Rumusan Soal :: Salin ulang bagian teks tentang upacara mantu kucing di bawah, mulai dari kata-kata "Upacara Mantu Kucing" dan berhenti setelah "turunnya hujan ini.", lalu ubah "tepi sungai" menjadi "pinggir sungai".

Petani dan alam adalah sebuah kesatuan. Petani harus memahami alam aga menjadikan alam sebagai faktor pendukung dalam menjalankan profesi di bisang agraria ini. Namun terkadang, alam berperan sebagai faktor penghambat bagi para petani untuk berkarya. Sebagai contoh, datangnya musim kemarau yang berkepanjangan menjadikan debit air berkurang bahkan dapat menyebabkan kekeringan. Kondisi ini menjadi penghalang bagi petani untuk menanam padi atau tanaman lainnya.

Entah sejak kapan, di desa Purworejo kecamatan Pacitan berkembang tradisi untuk masalah kemarau panjang yang terjadi. Upaya ini dilakukan dengan menjalankan sebuah upacara yang bertujuan untuk meminta diturunkannya hujan. Tradisi ini dipercaya sudah berkembang sejak zaman animisme dan dinamisme. Saat ini, meskipun mayoritas penduduknya beragama Islam, namun tradisi ini masih dipegang teguh oleh para warga. Hanya saja, doa yang dipanjatkan berpindah haluan, jika dahulu doa yang dipanjatkan ditujukan kepada roh halus, roh leluhur atau makhluk yang mbahurekso wilayah ini, kini doa ditujukan kepada Tuhan Yang Mahakuasa.

Upacara Mantu Kucing Pacitan (Foto: Setiawan)

Upacara adat mantu kucing tidak ubahnya seperti prosesi pernikahan manusia. Kedua kucing yang akan dinikahkan juda disebut sebagai manten (pengantin) dan dipakaiakan mahkota dari janur kuning. Kucing betina berasal dari desa Purworejo, sedangkan sang pejantan diambilkan dari desa tetangga, umumnya dari desa Arjowinangun. Upacara ini dilaksanakan di tepi sungai, perbatasan antara asal kucing betina dan jantan. Sesepuh desa menjelaskan bahwa maksud pemilihan tempat ini agar sungai yang dijadin tempat upacara akan segera dialiri air yang berasal dari air hujan sebagai hasil dari proses permohonan turunnya hujan ini.

Calon mempelai wanita dipilih kucing betina yang sudah dewasa  tapi belum pernah beranak. Kucing betina memiliki rambut (bulu) coklat halus, berbadan sehat dan asli dipelihara oleh warga desa Purworejo. Sedangkan calon mempelai laki-laki dipilih kucing jantan dewasa yang diperkirakan belum pernah mengawini kucing betina manapun. Kucing jantan juga dipilih yang memiliki warna rambut (bulu) coklat halus dan berbadan sehat. Kucing jantan ini merupakan kucing yang dipelihara oleh warna desa tentangga, umumnya berasal dari desa Arjowinangun.

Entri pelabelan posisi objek
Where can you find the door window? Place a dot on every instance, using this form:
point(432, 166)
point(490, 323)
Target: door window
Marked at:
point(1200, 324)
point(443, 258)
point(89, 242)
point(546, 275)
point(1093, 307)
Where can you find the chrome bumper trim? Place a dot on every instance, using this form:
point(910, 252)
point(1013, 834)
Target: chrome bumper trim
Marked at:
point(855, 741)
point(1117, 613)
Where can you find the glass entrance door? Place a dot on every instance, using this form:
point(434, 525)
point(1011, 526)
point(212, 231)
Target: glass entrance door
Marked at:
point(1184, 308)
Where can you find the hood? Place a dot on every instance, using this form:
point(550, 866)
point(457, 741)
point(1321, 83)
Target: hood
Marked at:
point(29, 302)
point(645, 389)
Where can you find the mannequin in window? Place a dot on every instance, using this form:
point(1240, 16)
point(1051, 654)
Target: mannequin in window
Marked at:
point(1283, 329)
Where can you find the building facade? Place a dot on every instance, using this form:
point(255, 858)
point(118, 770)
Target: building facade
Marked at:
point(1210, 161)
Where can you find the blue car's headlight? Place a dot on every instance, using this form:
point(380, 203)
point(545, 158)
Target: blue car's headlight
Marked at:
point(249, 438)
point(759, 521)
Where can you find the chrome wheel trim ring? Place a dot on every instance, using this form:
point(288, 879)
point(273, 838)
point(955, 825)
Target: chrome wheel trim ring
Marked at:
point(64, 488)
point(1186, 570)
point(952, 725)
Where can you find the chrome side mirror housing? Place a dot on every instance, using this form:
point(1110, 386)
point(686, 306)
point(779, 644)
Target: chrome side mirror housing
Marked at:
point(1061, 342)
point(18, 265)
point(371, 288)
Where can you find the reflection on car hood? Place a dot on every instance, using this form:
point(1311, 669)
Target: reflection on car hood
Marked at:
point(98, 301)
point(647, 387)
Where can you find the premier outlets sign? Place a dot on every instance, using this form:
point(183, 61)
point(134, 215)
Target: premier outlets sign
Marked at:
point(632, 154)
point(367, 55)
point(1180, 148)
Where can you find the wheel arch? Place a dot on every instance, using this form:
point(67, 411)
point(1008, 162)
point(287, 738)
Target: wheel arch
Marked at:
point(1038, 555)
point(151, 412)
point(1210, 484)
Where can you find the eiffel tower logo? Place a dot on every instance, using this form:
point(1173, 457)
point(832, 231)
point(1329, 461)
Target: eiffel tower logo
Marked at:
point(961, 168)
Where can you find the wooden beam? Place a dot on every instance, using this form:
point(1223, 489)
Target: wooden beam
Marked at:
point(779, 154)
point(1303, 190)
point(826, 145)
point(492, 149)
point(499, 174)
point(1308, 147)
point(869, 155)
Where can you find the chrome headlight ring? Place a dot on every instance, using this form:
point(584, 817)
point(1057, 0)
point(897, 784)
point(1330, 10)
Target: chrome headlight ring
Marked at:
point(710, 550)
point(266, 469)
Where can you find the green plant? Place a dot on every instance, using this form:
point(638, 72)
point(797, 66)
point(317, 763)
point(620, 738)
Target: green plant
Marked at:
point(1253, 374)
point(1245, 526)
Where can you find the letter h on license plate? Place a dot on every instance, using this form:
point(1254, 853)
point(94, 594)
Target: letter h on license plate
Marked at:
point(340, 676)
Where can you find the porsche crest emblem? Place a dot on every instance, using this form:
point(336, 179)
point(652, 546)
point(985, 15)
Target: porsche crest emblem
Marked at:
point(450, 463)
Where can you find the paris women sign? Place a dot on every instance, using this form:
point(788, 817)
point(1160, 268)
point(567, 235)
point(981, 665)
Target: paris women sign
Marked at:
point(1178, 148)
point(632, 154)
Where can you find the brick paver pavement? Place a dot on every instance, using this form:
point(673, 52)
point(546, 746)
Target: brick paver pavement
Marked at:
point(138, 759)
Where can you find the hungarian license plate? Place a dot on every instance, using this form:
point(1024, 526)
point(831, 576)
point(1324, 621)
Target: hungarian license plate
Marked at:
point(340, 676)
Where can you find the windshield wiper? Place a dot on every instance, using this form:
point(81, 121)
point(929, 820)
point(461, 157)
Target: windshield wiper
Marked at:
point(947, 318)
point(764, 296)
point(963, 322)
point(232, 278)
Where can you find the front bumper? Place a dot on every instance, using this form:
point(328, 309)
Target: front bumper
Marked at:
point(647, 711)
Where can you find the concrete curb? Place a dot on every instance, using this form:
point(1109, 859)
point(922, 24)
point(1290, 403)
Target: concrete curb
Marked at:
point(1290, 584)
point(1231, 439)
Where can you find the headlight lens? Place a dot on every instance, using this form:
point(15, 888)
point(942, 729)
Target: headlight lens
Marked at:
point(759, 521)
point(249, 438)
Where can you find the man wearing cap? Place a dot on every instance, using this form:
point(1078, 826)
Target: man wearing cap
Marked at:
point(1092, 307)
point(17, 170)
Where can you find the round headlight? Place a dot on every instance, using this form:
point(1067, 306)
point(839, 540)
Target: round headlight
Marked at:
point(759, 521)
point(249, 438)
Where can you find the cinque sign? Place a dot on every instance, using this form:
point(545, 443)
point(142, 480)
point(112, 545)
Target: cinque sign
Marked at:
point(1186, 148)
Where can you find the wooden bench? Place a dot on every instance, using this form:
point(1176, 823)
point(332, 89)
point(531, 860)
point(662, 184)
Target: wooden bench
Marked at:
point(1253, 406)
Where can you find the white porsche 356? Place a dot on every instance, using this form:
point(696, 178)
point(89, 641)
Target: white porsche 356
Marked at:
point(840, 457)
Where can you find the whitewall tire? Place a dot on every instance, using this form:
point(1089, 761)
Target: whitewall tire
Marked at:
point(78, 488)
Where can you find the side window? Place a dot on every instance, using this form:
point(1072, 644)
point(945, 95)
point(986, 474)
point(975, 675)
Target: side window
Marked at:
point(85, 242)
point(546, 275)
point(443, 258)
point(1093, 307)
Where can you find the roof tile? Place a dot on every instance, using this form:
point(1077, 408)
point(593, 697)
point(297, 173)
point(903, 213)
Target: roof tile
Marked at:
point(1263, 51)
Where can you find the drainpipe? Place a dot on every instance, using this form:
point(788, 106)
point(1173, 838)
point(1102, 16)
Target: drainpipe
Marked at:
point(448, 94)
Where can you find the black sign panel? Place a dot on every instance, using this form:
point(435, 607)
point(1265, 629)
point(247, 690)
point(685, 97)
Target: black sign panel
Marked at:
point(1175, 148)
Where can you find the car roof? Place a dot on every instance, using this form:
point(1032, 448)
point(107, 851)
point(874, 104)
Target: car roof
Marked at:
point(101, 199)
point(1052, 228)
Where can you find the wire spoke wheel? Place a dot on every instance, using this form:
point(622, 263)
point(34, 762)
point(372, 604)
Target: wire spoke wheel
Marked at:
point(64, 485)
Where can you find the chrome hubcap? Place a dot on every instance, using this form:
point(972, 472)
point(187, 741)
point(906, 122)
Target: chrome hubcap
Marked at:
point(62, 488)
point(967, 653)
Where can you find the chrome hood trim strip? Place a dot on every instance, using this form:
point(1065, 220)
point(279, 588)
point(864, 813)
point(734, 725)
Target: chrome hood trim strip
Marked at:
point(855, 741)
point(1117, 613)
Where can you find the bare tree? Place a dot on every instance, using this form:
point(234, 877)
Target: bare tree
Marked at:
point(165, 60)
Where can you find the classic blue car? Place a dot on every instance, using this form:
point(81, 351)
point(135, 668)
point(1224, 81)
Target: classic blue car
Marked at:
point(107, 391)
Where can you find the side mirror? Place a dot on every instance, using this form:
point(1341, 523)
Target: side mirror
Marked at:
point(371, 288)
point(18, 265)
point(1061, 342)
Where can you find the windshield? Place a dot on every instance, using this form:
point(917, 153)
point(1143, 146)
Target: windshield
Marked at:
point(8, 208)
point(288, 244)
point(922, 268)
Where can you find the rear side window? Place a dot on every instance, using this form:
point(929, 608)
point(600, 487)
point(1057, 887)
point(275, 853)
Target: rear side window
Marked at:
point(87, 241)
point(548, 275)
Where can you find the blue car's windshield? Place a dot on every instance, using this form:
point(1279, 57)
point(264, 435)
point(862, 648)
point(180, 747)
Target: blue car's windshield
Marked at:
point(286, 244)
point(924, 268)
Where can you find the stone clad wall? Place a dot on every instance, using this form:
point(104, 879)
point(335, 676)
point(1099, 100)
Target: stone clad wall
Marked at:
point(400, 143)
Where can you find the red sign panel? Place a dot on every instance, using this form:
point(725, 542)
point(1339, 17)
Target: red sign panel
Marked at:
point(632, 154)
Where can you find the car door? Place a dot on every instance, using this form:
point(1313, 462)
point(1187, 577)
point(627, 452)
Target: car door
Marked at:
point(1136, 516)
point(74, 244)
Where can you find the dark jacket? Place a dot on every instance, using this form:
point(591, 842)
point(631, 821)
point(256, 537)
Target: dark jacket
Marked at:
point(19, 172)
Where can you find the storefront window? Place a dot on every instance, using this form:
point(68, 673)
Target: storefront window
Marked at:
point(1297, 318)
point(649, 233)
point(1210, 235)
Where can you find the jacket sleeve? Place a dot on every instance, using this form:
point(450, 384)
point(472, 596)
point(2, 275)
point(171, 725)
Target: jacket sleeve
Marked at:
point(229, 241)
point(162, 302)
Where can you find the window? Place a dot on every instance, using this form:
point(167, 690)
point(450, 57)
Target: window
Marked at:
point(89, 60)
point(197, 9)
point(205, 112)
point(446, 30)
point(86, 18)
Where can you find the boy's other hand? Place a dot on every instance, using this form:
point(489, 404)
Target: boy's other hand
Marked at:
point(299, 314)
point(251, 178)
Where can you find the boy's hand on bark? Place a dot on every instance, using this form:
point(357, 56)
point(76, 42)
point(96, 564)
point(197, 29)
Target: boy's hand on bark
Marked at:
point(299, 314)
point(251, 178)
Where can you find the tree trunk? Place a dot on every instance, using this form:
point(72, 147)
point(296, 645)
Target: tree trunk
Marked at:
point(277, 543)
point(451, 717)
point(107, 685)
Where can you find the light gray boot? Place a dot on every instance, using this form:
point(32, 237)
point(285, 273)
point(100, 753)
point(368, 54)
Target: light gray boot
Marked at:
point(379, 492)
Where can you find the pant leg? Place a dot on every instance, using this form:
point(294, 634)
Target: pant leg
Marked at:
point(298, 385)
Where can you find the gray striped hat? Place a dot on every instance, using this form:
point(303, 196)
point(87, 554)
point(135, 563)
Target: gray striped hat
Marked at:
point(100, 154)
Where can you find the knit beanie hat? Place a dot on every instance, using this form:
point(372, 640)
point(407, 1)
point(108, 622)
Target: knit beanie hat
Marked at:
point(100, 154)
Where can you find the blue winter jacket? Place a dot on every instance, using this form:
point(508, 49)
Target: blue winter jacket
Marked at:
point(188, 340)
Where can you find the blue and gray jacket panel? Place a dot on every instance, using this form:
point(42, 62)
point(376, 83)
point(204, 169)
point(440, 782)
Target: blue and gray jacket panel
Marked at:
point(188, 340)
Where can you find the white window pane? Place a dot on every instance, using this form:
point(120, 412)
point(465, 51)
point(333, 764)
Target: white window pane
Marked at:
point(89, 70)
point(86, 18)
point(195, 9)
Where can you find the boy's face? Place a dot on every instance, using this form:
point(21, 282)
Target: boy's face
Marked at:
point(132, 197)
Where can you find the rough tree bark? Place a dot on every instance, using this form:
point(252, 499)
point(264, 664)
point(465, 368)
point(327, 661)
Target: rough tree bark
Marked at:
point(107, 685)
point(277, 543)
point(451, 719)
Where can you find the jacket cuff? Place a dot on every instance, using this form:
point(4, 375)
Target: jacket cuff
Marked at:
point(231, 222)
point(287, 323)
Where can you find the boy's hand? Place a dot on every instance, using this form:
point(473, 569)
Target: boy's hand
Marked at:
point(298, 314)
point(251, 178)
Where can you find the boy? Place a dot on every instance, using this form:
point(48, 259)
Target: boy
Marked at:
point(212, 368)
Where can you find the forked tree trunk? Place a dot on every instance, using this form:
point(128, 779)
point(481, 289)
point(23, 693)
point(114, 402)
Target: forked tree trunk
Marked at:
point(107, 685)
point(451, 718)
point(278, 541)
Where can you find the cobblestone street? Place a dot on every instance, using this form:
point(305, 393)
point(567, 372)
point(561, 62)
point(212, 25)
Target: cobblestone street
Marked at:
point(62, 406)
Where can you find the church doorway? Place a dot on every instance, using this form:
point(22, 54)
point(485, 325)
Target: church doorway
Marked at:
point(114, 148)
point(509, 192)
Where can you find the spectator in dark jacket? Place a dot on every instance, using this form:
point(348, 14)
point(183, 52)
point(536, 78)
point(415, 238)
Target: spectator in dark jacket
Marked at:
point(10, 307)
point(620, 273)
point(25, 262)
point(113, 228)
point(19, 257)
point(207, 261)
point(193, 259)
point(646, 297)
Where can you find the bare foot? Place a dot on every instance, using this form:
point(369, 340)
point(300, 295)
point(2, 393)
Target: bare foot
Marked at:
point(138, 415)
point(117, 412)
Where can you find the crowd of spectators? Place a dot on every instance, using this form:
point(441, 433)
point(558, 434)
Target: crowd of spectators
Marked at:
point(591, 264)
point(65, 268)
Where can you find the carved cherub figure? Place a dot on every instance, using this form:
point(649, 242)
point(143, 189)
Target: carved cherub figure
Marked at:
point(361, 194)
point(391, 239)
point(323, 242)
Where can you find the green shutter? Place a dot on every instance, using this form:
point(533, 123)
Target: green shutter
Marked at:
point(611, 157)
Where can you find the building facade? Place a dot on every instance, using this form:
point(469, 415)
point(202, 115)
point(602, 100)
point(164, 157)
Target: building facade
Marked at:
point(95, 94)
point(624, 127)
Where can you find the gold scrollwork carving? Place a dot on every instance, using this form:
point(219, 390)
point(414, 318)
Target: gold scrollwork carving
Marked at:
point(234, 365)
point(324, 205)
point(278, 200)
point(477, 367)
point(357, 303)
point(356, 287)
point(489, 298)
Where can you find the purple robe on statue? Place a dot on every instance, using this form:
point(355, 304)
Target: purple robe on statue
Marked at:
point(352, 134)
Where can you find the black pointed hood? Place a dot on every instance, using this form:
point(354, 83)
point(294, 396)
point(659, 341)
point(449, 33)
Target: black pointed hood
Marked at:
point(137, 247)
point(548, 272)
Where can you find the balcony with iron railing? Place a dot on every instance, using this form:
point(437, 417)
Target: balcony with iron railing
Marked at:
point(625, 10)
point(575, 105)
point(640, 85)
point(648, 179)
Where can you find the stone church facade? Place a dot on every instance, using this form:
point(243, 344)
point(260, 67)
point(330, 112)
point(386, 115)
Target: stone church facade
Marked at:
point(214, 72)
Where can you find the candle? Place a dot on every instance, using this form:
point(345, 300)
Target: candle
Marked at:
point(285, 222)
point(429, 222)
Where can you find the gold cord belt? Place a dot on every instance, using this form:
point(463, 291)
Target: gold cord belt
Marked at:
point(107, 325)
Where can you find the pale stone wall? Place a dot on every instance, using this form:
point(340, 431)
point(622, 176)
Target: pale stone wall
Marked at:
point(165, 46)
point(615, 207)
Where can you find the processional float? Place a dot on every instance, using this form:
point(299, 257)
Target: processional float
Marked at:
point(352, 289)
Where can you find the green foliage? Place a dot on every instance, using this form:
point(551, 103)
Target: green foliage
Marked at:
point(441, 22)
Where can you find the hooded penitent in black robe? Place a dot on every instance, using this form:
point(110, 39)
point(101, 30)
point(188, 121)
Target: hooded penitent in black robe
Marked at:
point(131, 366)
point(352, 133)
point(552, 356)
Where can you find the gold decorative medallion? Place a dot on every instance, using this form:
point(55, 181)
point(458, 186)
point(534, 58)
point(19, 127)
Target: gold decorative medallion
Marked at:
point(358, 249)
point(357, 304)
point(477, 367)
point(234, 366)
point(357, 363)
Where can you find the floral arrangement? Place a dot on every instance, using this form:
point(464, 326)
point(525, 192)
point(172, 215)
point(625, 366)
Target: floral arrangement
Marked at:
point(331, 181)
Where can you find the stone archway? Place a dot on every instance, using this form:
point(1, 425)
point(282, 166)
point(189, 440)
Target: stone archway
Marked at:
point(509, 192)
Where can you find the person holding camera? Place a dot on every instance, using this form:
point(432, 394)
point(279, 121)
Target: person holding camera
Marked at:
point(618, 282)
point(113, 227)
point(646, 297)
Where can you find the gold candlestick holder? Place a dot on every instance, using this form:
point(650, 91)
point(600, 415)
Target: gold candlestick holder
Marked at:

Jawaban Benar ::
Upacara Mantu Kucing Pacitan (Foto: Setiawan)

Upacara adat mantu kucing tidak ubahnya seperti prosesi pernikahan manusia. Kedua kucing yang akan dinikahkan juda disebut sebagai manten (pengantin) dan dipakaiakan mahkota dari janur kuning. Kucing betina berasal dari desa Purworejo, sedangkan sang pejantan diambilkan dari desa tetangga, umumnya dari desa Arjowinangun. Upacara ini dilaksanakan di pinggir sungai, perbatasan antara asal kucing betina dan jantan. Sesepuh desa menjelaskan bahwa maksud pemilihan tempat ini agar sungai yang dijadin tempat upacara akan segera dialiri air yang berasal dari air hujan sebagai hasil dari proses permohonan turunnya hujan ini.